Task material —

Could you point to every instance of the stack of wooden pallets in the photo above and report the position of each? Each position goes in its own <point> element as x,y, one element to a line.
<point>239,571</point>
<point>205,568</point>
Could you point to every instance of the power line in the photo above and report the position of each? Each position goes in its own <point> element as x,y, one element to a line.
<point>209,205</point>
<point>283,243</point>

Task directions —
Return all of the rows above unchanged, with the same wording, punctuation, and line breaks.

Completed exercise —
Could you point to every instance of the stack of wooden pallets in the photo above and report the position of each? Each position goes in its own <point> element as x,y, one element to a line.
<point>239,571</point>
<point>205,568</point>
Could you point to every instance of the power line in the photo above and report the position of each? Each position goes in its own <point> element as x,y, one element to a line.
<point>209,205</point>
<point>283,243</point>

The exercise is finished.